- _Entries supplied_:
= = = = = = =

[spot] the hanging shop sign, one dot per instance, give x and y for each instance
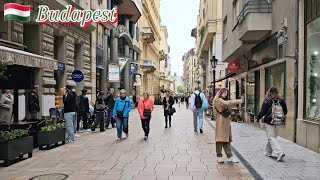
(234, 66)
(114, 73)
(60, 67)
(77, 76)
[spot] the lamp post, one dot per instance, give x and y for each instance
(214, 62)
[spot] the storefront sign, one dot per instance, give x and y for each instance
(114, 73)
(234, 66)
(77, 76)
(60, 67)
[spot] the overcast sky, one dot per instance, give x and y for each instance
(180, 17)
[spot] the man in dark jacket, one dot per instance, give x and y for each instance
(82, 110)
(109, 101)
(33, 102)
(69, 101)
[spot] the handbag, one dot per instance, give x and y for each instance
(120, 113)
(225, 112)
(146, 112)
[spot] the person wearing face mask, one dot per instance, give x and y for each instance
(6, 106)
(121, 110)
(221, 108)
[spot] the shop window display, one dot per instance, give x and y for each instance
(313, 70)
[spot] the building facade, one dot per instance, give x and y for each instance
(150, 45)
(308, 119)
(166, 79)
(33, 52)
(208, 34)
(261, 38)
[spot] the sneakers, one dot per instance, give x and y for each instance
(268, 154)
(77, 135)
(233, 160)
(220, 160)
(201, 131)
(280, 157)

= = = = = = =

- _Problem statement_: Can you render all of the material above as a numbered list, dropping any blank lines and leaving the picture out of your answer?

- _Exercise solution_:
1. [spot] the hanging shop sign, one dot per instance, give x and y for each instance
2. (234, 66)
3. (114, 73)
4. (60, 67)
5. (77, 76)
6. [spot] the lamp post, one dot per instance, give x and y for each instance
7. (214, 62)
8. [spot] the storefront sign, one dot per instance, give x and y for each instance
9. (114, 73)
10. (234, 66)
11. (77, 76)
12. (60, 67)
13. [spot] the overcast sky, one dot per instance, give x and y for each instance
14. (180, 17)
15. [spot] the man in dark jacket, one dot per instance, give x and y for each instance
16. (82, 110)
17. (109, 101)
18. (33, 102)
19. (69, 101)
20. [spot] the handbag, one dot per instance, give x and y for each instance
21. (120, 113)
22. (225, 112)
23. (146, 112)
24. [spot] the person wearing face mask, one dot per instance, give x and y for each instance
25. (6, 106)
26. (121, 110)
27. (221, 108)
28. [spot] the shop window display, one dot per instance, give x and y for each instance
29. (313, 70)
30. [spot] the building facade, one dot per instance, give x and y for each instance
31. (150, 45)
32. (308, 119)
33. (166, 79)
34. (33, 52)
35. (208, 34)
36. (261, 38)
37. [spot] the sneakers, one dot per instance, give x and y for each instance
38. (268, 154)
39. (77, 135)
40. (233, 160)
41. (220, 160)
42. (201, 131)
43. (280, 157)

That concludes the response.